> _TASK PROMPT_
Copy out the items below, switching each "instance" to "object" and keeping everything else as it is.

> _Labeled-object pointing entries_
>> BEGIN

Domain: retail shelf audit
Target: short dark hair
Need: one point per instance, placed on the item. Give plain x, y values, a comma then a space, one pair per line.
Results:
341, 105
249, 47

>> END

> _FULL RESPONSE_
Domain: retail shelf audit
Target: short dark hair
Need: one point per object, placed on the item. Give plain x, y values, a comma then a space, one pair per line.
Results:
341, 105
249, 47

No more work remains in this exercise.